Locate the line bearing "[locate] sky at dusk (one point per instance)" in the material below, then reproduce it and each following line up to and including the line bearing "[locate] chair leg (one point per instance)".
▽
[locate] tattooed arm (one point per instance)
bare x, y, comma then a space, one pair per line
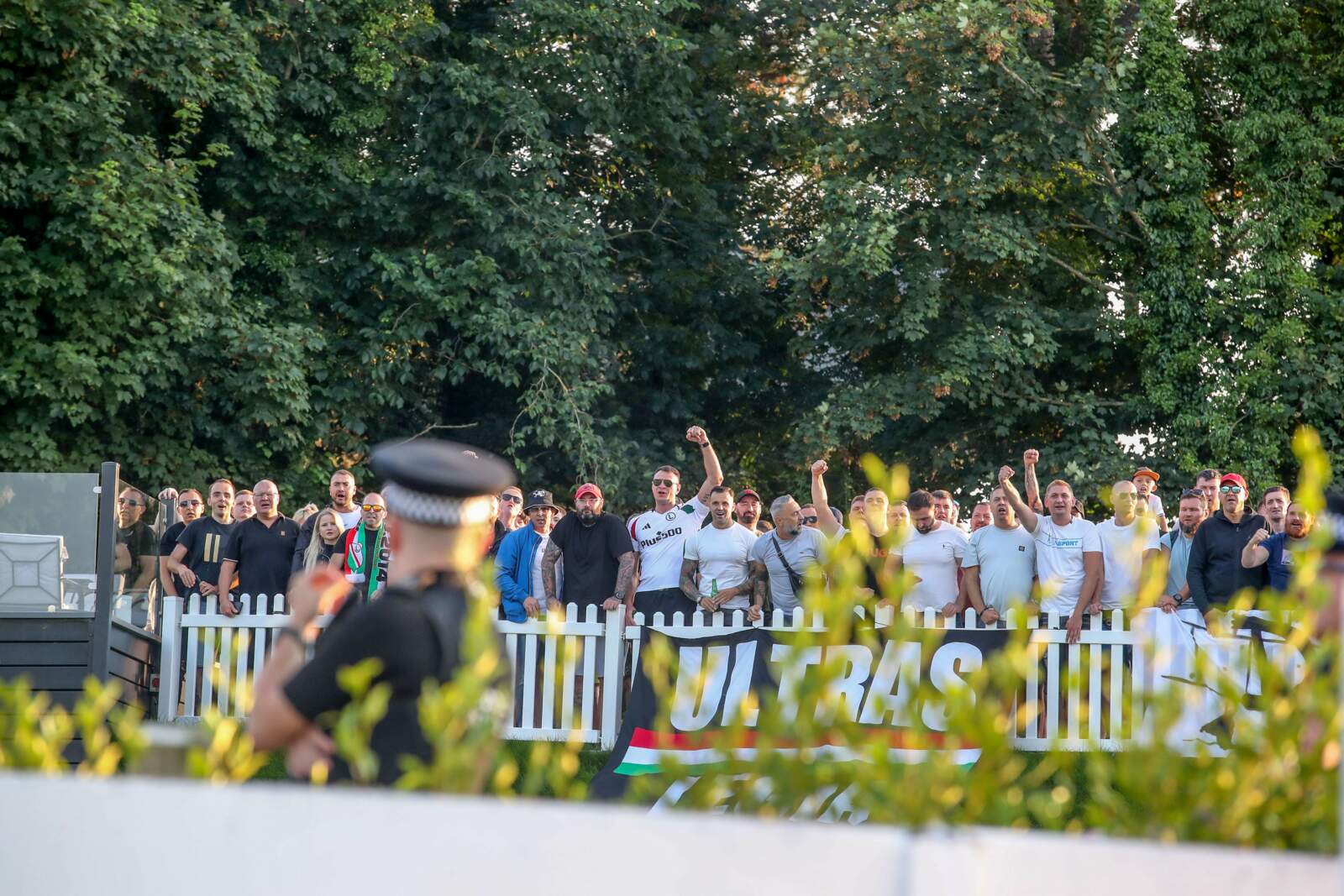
624, 575
549, 560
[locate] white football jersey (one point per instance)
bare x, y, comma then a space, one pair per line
659, 537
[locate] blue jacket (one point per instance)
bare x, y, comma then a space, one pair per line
514, 571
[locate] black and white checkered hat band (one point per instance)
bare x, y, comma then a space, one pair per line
434, 510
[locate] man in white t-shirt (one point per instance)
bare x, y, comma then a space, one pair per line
714, 566
659, 535
1000, 562
1128, 544
873, 520
1148, 501
1068, 562
932, 550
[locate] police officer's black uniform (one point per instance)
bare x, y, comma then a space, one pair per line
413, 627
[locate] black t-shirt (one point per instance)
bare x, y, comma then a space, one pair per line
396, 631
262, 553
591, 557
205, 540
167, 544
140, 542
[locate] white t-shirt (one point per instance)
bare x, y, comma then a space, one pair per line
659, 540
538, 589
1059, 560
1122, 553
934, 558
1007, 563
722, 557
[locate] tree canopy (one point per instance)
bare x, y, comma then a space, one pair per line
259, 238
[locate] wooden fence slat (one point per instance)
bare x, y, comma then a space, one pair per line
528, 680
549, 683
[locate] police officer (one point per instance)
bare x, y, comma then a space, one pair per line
438, 499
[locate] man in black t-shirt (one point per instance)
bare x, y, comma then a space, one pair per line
438, 516
260, 550
598, 557
136, 553
195, 559
190, 506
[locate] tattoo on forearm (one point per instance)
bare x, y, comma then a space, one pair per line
759, 579
549, 560
624, 574
689, 586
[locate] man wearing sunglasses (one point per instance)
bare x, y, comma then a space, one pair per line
365, 553
660, 535
1215, 571
190, 506
260, 550
1175, 546
134, 548
511, 510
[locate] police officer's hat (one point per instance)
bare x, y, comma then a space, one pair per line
430, 481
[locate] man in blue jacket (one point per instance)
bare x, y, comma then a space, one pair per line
517, 566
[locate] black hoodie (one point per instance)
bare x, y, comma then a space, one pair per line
1215, 569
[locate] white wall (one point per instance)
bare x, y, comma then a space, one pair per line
152, 836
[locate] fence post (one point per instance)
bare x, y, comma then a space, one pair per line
170, 658
613, 678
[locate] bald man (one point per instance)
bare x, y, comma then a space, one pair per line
1128, 543
260, 551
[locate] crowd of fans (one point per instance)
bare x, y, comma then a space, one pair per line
716, 551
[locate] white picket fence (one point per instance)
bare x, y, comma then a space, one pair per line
569, 673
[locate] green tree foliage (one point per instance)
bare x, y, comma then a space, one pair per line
259, 238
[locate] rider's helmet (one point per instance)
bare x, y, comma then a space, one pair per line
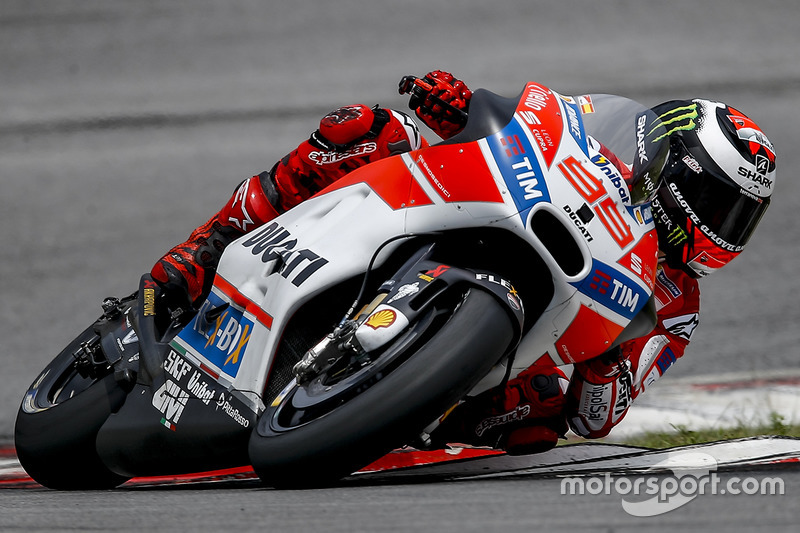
716, 184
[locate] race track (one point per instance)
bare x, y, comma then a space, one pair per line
123, 125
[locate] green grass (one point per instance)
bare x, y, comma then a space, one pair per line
683, 436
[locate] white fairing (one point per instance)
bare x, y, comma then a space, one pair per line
540, 161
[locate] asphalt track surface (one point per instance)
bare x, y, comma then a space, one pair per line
123, 125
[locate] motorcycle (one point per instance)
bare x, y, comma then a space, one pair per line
348, 326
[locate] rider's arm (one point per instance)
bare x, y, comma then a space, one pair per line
446, 88
602, 389
347, 138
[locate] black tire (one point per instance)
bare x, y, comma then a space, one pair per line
454, 356
58, 422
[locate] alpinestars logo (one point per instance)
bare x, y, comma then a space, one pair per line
329, 158
677, 119
682, 326
519, 412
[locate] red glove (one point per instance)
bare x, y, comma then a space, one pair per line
443, 121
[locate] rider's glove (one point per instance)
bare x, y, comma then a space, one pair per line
599, 395
443, 121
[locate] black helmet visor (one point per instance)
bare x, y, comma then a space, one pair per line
724, 211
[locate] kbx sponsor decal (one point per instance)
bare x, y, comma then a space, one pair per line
219, 333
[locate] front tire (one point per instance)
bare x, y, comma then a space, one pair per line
58, 421
454, 356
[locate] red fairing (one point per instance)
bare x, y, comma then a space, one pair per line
248, 208
602, 389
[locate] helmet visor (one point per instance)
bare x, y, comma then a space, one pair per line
721, 209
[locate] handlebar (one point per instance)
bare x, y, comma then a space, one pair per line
420, 91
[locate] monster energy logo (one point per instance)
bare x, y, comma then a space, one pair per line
677, 119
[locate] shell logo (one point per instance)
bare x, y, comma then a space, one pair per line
381, 319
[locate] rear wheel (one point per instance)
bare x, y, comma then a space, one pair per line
58, 422
332, 426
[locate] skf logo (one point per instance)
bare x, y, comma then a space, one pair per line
170, 400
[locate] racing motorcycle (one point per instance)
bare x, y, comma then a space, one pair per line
348, 326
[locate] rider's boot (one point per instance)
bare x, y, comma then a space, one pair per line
187, 271
525, 417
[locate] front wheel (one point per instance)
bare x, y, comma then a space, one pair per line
58, 422
302, 442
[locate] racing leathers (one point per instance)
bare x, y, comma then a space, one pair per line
601, 390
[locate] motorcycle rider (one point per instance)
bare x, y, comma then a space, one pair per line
717, 185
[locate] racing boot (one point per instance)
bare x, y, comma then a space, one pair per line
187, 271
524, 417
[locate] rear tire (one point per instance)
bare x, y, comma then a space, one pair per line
58, 421
390, 412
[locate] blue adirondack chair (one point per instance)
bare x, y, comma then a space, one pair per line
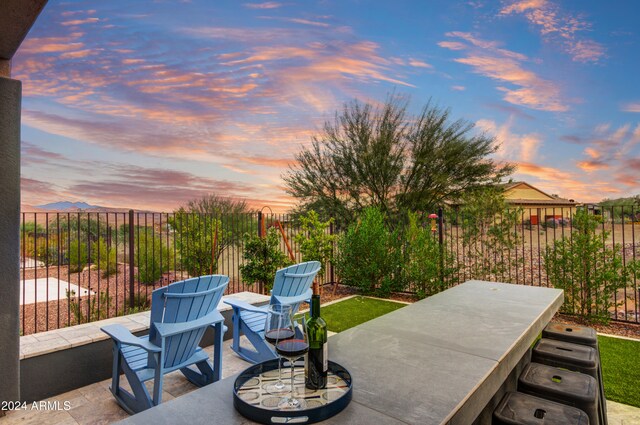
180, 314
292, 285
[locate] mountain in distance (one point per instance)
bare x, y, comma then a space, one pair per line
69, 206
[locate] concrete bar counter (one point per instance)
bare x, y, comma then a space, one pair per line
443, 360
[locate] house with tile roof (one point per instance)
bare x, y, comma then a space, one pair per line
538, 206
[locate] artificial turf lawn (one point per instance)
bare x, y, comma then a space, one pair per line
349, 313
621, 369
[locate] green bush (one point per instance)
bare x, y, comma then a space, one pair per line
77, 256
263, 258
314, 241
200, 239
588, 271
95, 308
368, 254
48, 254
152, 257
140, 303
489, 234
100, 254
428, 266
104, 256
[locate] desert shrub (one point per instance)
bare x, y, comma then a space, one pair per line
428, 267
263, 257
78, 256
152, 256
369, 255
140, 303
48, 254
488, 233
589, 271
96, 307
104, 256
200, 239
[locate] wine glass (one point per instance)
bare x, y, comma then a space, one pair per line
278, 327
293, 348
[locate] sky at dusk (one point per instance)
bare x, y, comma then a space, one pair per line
147, 104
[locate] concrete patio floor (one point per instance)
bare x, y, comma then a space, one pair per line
95, 405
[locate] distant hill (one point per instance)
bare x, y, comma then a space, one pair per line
69, 206
630, 201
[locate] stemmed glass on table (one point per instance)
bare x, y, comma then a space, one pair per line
278, 328
293, 348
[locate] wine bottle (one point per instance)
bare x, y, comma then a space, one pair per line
317, 361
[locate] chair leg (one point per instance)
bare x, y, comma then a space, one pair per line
140, 399
157, 381
217, 352
235, 345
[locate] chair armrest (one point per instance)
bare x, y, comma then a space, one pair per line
122, 335
168, 329
224, 328
297, 299
242, 305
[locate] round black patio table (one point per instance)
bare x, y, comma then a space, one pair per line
252, 400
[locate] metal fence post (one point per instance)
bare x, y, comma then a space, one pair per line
132, 300
331, 270
441, 244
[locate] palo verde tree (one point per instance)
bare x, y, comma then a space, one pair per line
314, 241
589, 270
488, 229
262, 259
396, 162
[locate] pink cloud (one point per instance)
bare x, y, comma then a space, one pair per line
631, 107
80, 21
264, 5
559, 28
533, 91
512, 147
419, 64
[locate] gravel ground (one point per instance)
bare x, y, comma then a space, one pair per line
630, 330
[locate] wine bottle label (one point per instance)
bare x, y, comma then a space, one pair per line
325, 357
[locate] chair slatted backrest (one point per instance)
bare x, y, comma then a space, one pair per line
183, 302
294, 280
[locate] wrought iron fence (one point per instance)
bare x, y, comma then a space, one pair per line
85, 266
533, 235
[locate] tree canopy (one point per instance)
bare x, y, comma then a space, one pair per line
381, 156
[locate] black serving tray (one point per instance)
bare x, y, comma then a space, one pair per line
254, 402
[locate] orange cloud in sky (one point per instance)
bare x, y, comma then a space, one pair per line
512, 147
559, 27
264, 5
80, 21
522, 6
488, 59
419, 64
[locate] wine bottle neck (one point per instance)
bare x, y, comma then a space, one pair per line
315, 306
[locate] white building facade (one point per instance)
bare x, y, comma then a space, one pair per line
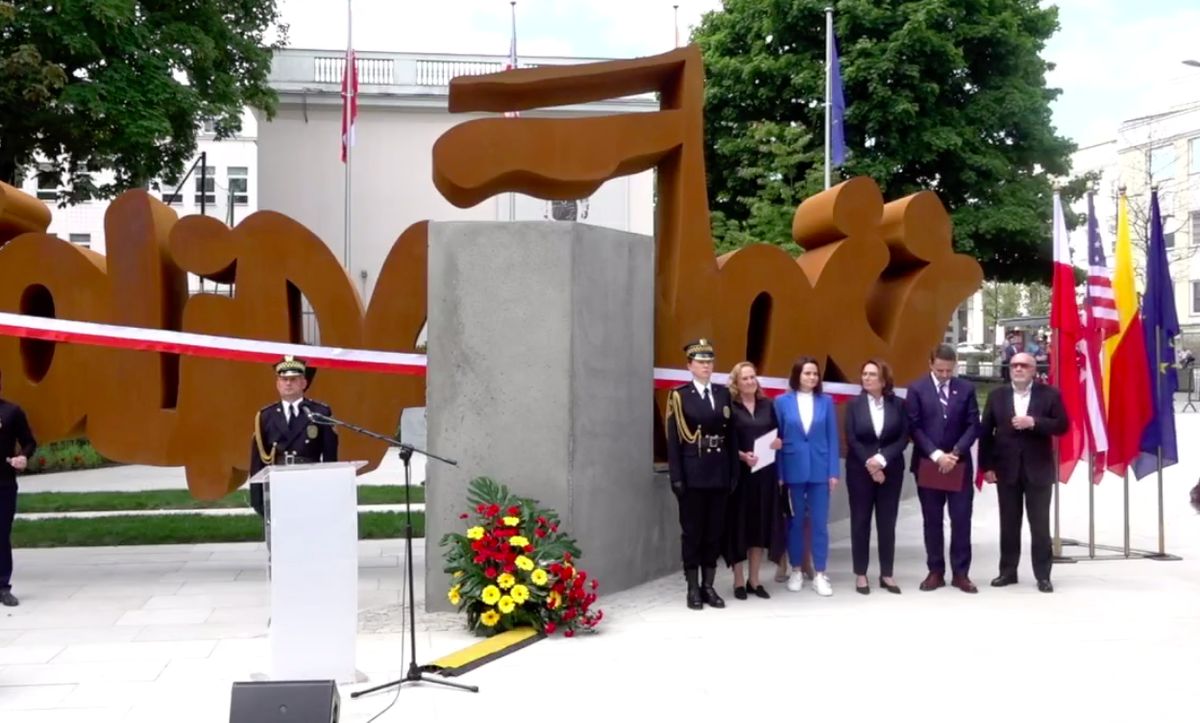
402, 112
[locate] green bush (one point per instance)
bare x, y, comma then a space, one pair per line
65, 455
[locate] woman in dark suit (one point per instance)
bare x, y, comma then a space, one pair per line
876, 435
755, 523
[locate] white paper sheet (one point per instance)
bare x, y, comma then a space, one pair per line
763, 452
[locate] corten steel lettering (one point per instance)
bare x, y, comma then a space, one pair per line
875, 279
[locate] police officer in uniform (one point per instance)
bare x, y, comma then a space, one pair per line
702, 458
283, 432
17, 444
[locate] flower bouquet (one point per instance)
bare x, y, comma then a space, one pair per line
511, 567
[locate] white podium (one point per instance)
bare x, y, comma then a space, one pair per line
312, 537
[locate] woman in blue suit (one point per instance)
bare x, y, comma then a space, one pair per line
808, 465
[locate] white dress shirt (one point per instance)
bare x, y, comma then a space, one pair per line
804, 405
876, 408
1021, 400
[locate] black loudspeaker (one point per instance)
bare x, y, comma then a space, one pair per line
285, 701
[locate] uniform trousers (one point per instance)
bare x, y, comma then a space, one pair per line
702, 519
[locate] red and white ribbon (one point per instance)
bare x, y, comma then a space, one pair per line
252, 350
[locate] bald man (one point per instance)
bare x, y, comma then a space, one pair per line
1017, 454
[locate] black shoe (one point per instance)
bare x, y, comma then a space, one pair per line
694, 602
707, 593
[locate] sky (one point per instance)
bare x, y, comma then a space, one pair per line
1115, 59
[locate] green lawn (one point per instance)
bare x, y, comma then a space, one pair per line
157, 530
49, 502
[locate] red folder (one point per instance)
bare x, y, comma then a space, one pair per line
930, 477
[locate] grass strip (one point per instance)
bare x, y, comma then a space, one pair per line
161, 530
49, 502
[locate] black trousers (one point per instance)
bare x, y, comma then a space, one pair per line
883, 501
702, 520
1036, 497
7, 512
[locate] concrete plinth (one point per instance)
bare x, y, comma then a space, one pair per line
540, 375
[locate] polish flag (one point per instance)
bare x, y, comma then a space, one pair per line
1068, 369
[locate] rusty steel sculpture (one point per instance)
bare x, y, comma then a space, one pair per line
876, 279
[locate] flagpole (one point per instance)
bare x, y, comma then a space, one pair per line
347, 105
828, 93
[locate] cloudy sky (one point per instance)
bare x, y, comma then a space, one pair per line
1116, 59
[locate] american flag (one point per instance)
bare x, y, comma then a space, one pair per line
1099, 303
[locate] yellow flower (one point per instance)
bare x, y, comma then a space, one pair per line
491, 593
520, 593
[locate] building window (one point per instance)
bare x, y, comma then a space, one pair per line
47, 183
205, 187
1162, 163
239, 184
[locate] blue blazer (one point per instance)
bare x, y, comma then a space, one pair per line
810, 456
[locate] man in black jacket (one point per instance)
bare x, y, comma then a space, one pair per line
703, 461
17, 444
1017, 454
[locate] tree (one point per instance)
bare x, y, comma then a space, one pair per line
947, 95
124, 84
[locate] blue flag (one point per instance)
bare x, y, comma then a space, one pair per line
837, 107
1161, 326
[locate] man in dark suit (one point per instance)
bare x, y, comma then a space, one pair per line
943, 419
17, 444
283, 432
702, 459
1017, 454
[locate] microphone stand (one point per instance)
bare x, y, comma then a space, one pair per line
414, 674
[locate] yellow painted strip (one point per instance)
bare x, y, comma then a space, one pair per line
484, 651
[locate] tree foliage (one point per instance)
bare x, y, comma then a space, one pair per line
947, 95
124, 84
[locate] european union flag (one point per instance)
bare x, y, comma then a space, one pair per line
1161, 326
837, 106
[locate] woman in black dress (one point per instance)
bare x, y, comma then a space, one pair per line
756, 523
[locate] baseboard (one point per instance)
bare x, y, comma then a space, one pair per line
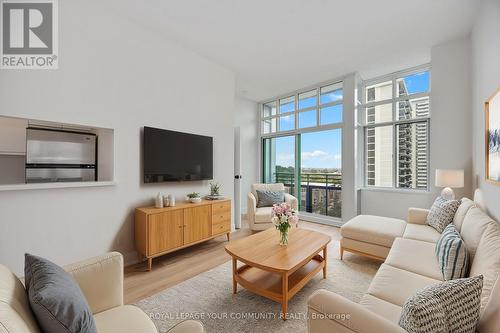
130, 258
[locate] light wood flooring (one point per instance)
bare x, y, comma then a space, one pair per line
184, 264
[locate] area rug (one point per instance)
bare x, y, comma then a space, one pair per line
208, 298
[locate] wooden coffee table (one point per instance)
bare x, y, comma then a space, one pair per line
274, 271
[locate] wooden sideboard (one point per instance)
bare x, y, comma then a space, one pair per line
162, 230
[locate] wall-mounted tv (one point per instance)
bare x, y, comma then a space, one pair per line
175, 156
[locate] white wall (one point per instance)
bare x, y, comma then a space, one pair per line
112, 73
450, 134
246, 117
485, 79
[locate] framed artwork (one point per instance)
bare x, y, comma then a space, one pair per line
492, 117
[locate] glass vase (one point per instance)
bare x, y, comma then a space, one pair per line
284, 237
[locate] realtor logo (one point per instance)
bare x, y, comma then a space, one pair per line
29, 34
△
[Response area]
[locate] sky at dusk (one point per instance)
bare x, y, comma then a space, one pair per line
147, 104
[locate] concrete patio floor (one point per instance)
bare x, y, comma then a space, one pair per line
95, 405
[locate] distant hill (one point per instance)
bare x, y, comma then a space, one pair per line
69, 206
630, 201
[locate] stemmed glass on table (one point per instance)
bare x, y, comma then a space, one pair per line
278, 328
293, 348
[locate] wine bottle (one point per instance)
bare x, y, comma then a space, one pair per line
317, 361
[locate] chair leg (one point per instance)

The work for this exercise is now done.